» Required task: Can you reproduce, word for word, the lines of the entries below from the line with "locate the black" to the line with "904,583 -> 1164,705", both included, and nothing else?
— Start Records for this exercise —
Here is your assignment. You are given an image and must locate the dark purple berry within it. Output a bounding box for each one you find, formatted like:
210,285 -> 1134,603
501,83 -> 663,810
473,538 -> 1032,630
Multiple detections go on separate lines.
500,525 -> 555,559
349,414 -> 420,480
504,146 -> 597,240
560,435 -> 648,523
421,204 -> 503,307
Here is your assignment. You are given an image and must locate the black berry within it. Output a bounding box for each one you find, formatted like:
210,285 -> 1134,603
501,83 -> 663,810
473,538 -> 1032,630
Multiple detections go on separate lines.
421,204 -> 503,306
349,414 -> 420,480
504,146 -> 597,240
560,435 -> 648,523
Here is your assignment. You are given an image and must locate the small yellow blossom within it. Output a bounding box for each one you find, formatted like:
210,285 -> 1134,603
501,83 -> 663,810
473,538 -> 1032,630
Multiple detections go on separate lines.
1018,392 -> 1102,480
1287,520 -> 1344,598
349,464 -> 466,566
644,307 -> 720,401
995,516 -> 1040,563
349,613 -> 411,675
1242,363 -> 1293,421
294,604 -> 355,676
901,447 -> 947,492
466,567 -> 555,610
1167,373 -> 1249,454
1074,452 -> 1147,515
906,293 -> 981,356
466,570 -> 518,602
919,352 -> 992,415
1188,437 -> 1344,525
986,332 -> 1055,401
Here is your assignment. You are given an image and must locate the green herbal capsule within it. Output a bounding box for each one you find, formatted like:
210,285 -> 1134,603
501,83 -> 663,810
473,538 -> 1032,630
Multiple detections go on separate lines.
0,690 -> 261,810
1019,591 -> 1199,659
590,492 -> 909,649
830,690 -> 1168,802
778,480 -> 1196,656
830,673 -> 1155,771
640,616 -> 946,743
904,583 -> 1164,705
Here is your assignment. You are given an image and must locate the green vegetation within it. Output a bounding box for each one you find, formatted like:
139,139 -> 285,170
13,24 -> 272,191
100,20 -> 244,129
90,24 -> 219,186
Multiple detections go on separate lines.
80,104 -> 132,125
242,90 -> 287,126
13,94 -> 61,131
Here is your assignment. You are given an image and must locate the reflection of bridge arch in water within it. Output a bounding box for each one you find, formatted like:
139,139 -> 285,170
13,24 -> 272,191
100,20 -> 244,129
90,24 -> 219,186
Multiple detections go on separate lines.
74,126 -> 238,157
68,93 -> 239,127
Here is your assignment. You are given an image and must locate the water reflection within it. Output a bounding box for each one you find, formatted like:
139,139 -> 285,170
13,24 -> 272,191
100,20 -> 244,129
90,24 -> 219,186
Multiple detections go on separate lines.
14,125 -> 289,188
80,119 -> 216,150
— End Records for this exercise —
» The result:
Here is your assignment. You are given an image and must locate the black berry within it. Output a bounding box for each one you find, formatted like:
210,285 -> 1134,603
501,83 -> 663,810
473,538 -> 1032,630
Multiple detections go on separate lines.
421,204 -> 503,306
349,414 -> 420,480
504,146 -> 597,240
560,435 -> 648,523
Here is your assignment. You are given an image and must locate the small yellow blossom within it. Output a bounding box for each one you find, formatted like:
210,285 -> 1134,603
501,83 -> 663,810
473,538 -> 1032,630
Multiple detections go on separate lines.
1018,392 -> 1102,480
1287,520 -> 1344,598
349,464 -> 466,566
644,307 -> 720,401
995,516 -> 1040,563
349,613 -> 411,675
1242,363 -> 1293,421
294,604 -> 355,676
901,447 -> 947,492
466,567 -> 555,610
1167,373 -> 1249,454
1074,452 -> 1147,515
906,293 -> 981,356
466,570 -> 518,602
919,352 -> 992,415
1188,437 -> 1344,525
986,332 -> 1055,401
Here is your assignment. You are given an image and must locate the green herbal capsule within it. Output a bounding box for each one you find, formatted like:
210,285 -> 1134,603
501,83 -> 663,810
473,538 -> 1032,630
Multiple detections go on separate lines.
0,690 -> 261,810
1019,591 -> 1199,659
590,492 -> 909,649
830,690 -> 1168,802
778,480 -> 1196,656
830,673 -> 1155,771
640,616 -> 946,743
904,583 -> 1164,705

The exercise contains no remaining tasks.